REQUIRED WORK: Rewrite all the material below, requests included, and shift every vertex coordinate in the answers by adding 79 to it. Omit the pictures.
─── TASK DATA
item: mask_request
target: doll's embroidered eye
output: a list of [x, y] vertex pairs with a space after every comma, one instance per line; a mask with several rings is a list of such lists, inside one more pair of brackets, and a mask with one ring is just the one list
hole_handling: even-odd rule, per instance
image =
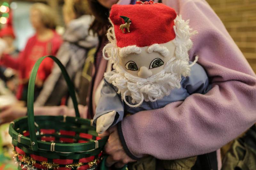
[[132, 61], [130, 61], [125, 64], [125, 68], [130, 70], [132, 71], [137, 71], [138, 70], [138, 67], [136, 65], [136, 63]]
[[160, 58], [157, 58], [154, 59], [150, 63], [149, 69], [156, 68], [164, 65], [164, 62]]

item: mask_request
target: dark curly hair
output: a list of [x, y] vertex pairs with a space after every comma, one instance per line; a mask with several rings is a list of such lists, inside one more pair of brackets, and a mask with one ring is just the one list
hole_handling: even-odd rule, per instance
──────
REPLY TO THE EXERCISE:
item: mask_request
target: doll's embroidered eye
output: a list of [x, y] vertex pairs with a space after every comma, one instance per line; a mask with several rings is a list of such lists, inside one more pair of brackets, and a mask with one ring is just the one list
hole_handling: even-odd rule, per instance
image =
[[211, 140], [209, 140], [204, 143], [204, 147], [209, 149], [211, 150], [216, 150], [217, 149], [217, 146], [215, 144], [215, 142]]
[[239, 137], [236, 137], [233, 138], [229, 142], [228, 148], [235, 147], [243, 144], [243, 141]]

item: mask_request
target: dark curly hair
output: a list of [x, y] vertex pairs with a space after every comma, one instance per line; a mask with several rings is a list of such lists, inside one more pair of brackets, and a mask with one ring is just the one list
hole_handling: even-odd rule, per instance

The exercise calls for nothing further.